Requirement 1
In the post about depression, rewrite the passage starting at "Besides, depression is" and ending at "of our species.", changing "Don Draper" to "a movie star".
Requirement 2
Answer these questions from the post about depression:
(a) According to the niece, what is worse than a dump truck full of dead babies?
(b) How long has it been since the narrator last laughed like this?
(c) Whose hair are guys supposed to have?
Requirement 3
Decide whether each statement agrees with the post about depression:
(a) The narrator talks a great deal about struggles with depression.
(b) The narrator's current depressive state is the longest the narrator has ever been in.
(c) The joke about the dump truck is told by the narrator's teenage nephew.

Text passage

Dump Truck Full of Dead Babies

Full of dead babies
"What's worse than a dump truck full of dead babies?" my teenage niece asks me. I shake my head. "Unloading them with a pitchfork," she answers with perfect deadpan timing. I laugh. I laugh so hard tears come from my eyes and my sides feel like they're being gripped by a monster's gigantic hand.

I haven't laughed like this in four, maybe five months. I don't know. It's been so long I can't remember.

I've been in a fog. A daze. A darkness that won't release me. The longest depressive state I've ever been in. Still is. I don't know yet.  That's how it works--just creeps in and never leaves.

My struggles with depression are not something I talk much about. As I recently told one well-known dad blogger who knows a little something about the topic, writing about my chronic depression isn't what I want to be known for. There are some, like this guy's wife, who do talk about it, and they have a gift for helping others as a result. Then there are others for whom blogging about depression is their jam, and they play it like a harp for comments and page views. I am too afraid of coming off as the later.

Besides, depression is ...depressing. Who wants to read about that all the time. Plus I'm a guy. Guys aren't supposed to be depressed. We're supposed to provide for our families, drive luxury SUV's, and have hair like Don Draper. Either that or we're supposed to be so slovenly stupid that our lone hope for survival is dependent on the female of our species.

Dataset content
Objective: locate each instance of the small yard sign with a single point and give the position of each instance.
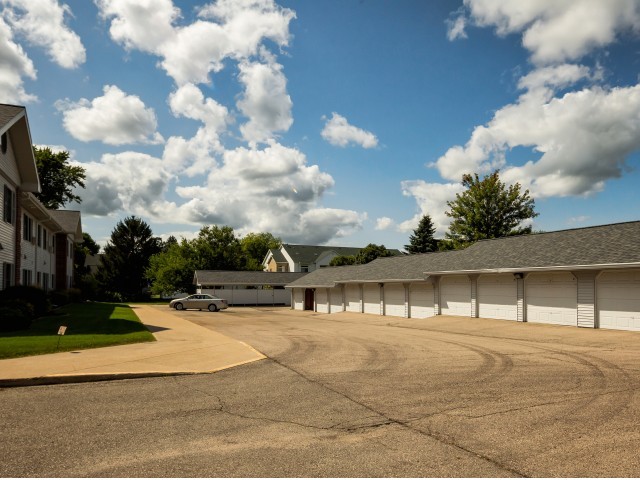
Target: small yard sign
(61, 330)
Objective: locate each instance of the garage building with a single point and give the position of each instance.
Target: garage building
(586, 277)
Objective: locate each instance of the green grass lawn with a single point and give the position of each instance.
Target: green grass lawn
(89, 325)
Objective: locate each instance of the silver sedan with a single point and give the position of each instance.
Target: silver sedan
(199, 301)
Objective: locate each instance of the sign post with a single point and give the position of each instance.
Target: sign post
(61, 332)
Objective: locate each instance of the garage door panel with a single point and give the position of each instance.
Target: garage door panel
(498, 297)
(371, 294)
(618, 300)
(352, 298)
(421, 300)
(336, 299)
(394, 300)
(322, 304)
(455, 296)
(552, 299)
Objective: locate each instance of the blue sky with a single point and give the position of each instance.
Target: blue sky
(338, 122)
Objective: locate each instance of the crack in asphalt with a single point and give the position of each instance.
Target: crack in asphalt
(405, 424)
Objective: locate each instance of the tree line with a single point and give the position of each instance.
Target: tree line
(135, 261)
(487, 208)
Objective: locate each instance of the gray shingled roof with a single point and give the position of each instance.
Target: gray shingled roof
(307, 254)
(69, 220)
(601, 245)
(611, 245)
(8, 113)
(277, 255)
(224, 277)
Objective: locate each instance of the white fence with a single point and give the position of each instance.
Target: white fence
(253, 296)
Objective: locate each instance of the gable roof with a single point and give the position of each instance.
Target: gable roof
(604, 246)
(69, 221)
(13, 121)
(226, 277)
(308, 254)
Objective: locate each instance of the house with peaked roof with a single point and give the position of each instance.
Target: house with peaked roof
(246, 287)
(36, 243)
(306, 258)
(586, 277)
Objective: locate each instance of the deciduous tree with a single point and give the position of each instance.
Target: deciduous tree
(488, 209)
(58, 178)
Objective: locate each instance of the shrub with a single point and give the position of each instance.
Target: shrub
(31, 295)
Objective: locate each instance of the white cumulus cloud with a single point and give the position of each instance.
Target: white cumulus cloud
(189, 53)
(16, 65)
(555, 30)
(42, 23)
(337, 131)
(114, 118)
(384, 223)
(265, 100)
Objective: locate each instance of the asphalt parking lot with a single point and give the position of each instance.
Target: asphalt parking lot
(352, 395)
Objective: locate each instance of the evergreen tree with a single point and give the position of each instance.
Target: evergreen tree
(488, 209)
(126, 259)
(422, 240)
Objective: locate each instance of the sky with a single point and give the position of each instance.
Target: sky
(338, 122)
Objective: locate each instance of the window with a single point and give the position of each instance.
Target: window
(9, 203)
(27, 278)
(27, 228)
(7, 275)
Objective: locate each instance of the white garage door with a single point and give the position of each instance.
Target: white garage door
(352, 297)
(619, 300)
(371, 294)
(421, 300)
(394, 299)
(322, 301)
(298, 298)
(336, 299)
(497, 297)
(455, 295)
(552, 298)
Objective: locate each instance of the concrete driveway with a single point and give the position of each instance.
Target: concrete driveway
(351, 395)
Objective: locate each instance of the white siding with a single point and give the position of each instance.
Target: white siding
(352, 297)
(618, 295)
(586, 299)
(322, 300)
(498, 297)
(455, 295)
(371, 294)
(552, 298)
(421, 300)
(336, 299)
(394, 300)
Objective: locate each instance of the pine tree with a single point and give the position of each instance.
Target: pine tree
(422, 240)
(126, 258)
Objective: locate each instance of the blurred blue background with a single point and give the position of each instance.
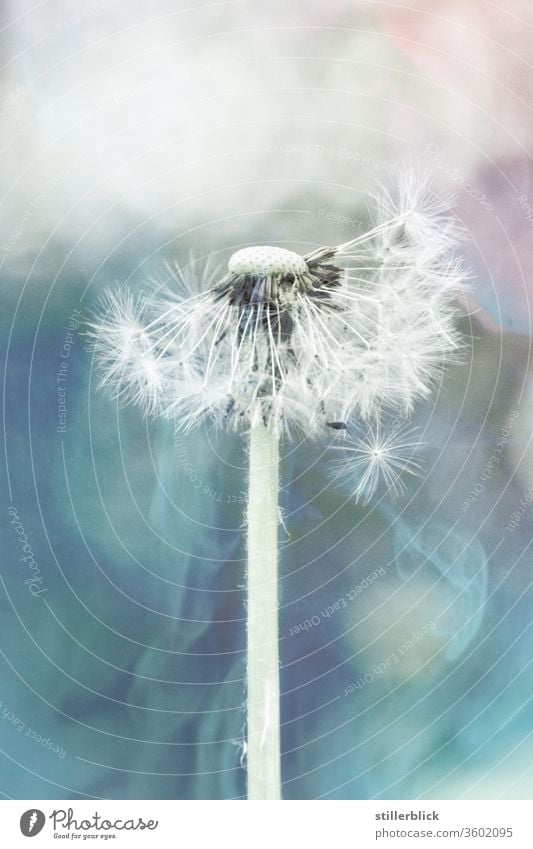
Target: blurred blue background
(136, 137)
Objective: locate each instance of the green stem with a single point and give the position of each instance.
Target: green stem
(263, 746)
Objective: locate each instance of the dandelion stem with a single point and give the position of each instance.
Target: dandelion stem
(263, 747)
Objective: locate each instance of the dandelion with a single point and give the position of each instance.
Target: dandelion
(282, 342)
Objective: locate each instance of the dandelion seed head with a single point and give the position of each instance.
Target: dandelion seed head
(297, 342)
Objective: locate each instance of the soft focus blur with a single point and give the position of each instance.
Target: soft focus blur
(139, 134)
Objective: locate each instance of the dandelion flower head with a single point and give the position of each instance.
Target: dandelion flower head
(296, 341)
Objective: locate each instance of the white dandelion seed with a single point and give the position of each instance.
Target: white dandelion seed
(279, 342)
(380, 456)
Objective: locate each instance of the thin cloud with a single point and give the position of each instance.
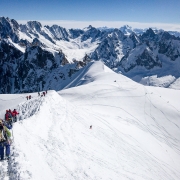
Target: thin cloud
(110, 24)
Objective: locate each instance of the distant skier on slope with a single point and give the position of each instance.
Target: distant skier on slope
(15, 115)
(4, 140)
(8, 117)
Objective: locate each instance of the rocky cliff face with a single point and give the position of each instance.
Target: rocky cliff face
(34, 57)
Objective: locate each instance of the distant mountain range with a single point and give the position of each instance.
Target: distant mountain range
(35, 57)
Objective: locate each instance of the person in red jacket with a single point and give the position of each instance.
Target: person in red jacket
(15, 115)
(6, 115)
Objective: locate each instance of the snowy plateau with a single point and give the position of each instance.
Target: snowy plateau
(135, 131)
(34, 57)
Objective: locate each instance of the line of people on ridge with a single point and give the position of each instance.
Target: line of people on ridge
(5, 134)
(11, 116)
(5, 140)
(42, 94)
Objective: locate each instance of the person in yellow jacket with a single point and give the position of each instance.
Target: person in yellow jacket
(5, 135)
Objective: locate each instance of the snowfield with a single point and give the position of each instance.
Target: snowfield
(135, 131)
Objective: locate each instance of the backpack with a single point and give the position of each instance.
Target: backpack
(2, 135)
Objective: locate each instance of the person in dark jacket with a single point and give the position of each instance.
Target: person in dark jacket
(8, 117)
(15, 113)
(4, 139)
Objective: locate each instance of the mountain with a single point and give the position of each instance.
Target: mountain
(135, 130)
(40, 53)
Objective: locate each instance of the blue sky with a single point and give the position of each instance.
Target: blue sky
(107, 11)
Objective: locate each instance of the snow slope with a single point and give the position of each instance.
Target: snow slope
(135, 131)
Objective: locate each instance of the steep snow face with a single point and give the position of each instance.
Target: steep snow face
(135, 131)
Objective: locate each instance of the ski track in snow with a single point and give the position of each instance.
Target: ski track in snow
(134, 135)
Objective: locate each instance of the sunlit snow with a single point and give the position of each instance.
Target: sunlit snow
(135, 131)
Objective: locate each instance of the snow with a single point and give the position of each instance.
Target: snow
(135, 131)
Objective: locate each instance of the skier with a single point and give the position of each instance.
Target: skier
(15, 115)
(8, 117)
(4, 140)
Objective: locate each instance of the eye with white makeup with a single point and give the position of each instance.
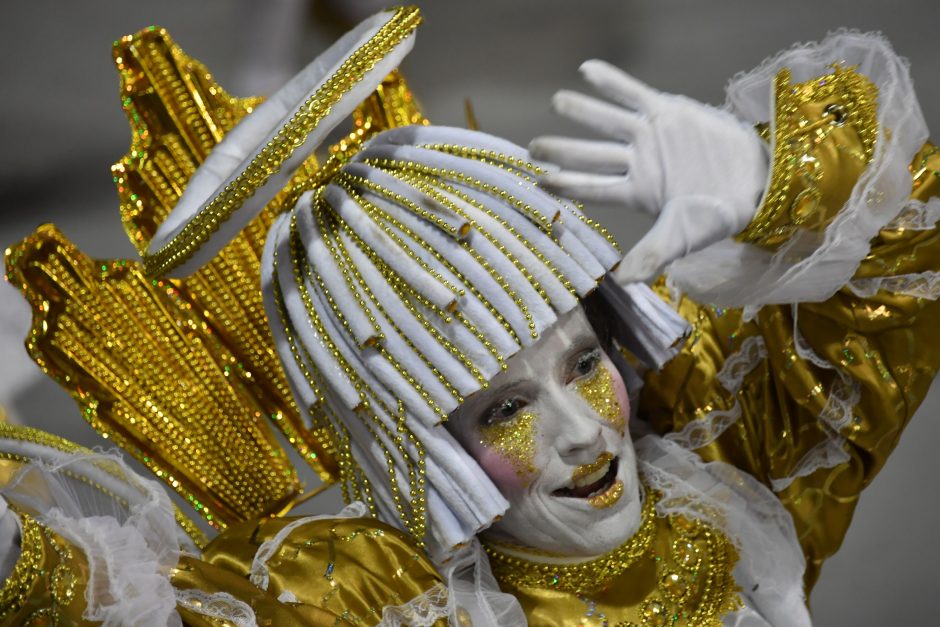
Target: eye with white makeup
(582, 365)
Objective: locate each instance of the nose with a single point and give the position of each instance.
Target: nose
(576, 433)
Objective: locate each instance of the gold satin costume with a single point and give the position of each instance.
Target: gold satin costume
(210, 329)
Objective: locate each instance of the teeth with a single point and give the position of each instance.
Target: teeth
(594, 476)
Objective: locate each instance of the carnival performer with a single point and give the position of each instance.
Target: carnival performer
(525, 431)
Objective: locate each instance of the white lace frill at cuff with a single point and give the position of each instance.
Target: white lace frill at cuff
(128, 538)
(812, 266)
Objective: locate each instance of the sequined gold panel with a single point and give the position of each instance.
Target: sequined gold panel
(182, 373)
(177, 113)
(153, 372)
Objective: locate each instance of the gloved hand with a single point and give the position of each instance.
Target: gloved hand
(700, 169)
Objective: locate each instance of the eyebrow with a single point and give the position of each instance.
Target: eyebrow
(581, 342)
(479, 400)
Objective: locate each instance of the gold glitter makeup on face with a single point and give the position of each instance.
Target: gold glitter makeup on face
(598, 391)
(608, 498)
(514, 439)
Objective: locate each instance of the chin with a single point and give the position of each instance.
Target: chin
(576, 527)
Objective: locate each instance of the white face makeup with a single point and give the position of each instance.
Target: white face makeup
(551, 433)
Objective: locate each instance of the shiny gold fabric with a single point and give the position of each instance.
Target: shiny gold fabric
(344, 569)
(683, 578)
(148, 360)
(824, 136)
(47, 585)
(886, 344)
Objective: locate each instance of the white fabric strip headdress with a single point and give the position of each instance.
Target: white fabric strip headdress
(402, 283)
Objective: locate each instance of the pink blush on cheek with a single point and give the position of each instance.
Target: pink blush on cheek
(503, 471)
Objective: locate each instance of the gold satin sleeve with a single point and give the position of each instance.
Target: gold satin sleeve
(883, 352)
(339, 571)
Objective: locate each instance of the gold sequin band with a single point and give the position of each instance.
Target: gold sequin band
(292, 135)
(818, 124)
(579, 577)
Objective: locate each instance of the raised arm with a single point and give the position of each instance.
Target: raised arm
(824, 342)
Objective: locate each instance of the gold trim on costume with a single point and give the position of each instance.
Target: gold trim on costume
(272, 156)
(817, 125)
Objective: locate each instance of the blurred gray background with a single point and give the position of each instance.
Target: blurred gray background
(61, 127)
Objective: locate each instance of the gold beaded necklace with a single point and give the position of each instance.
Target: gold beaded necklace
(579, 577)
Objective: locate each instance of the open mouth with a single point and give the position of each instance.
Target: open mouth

Answer box 1
Besides, depression is ...depressing. Who wants to read about that all the time. Plus I'm a guy. Guys aren't supposed to be depressed. We're supposed to provide for our families, drive luxury SUV's, and have hair like a movie star. Either that or we're supposed to be so slovenly stupid that our lone hope for survival is dependent on the female of our species.

Answer box 2
(a) Unloading them with a pitchfork.
(b) Four, maybe five months.
(c) Don Draper's.

Answer box 3
(a) No: "My struggles with depression are not something I talk much about."
(b) Yes: "The longest depressive state I've ever been in."
(c) No: "my teenage niece asks me."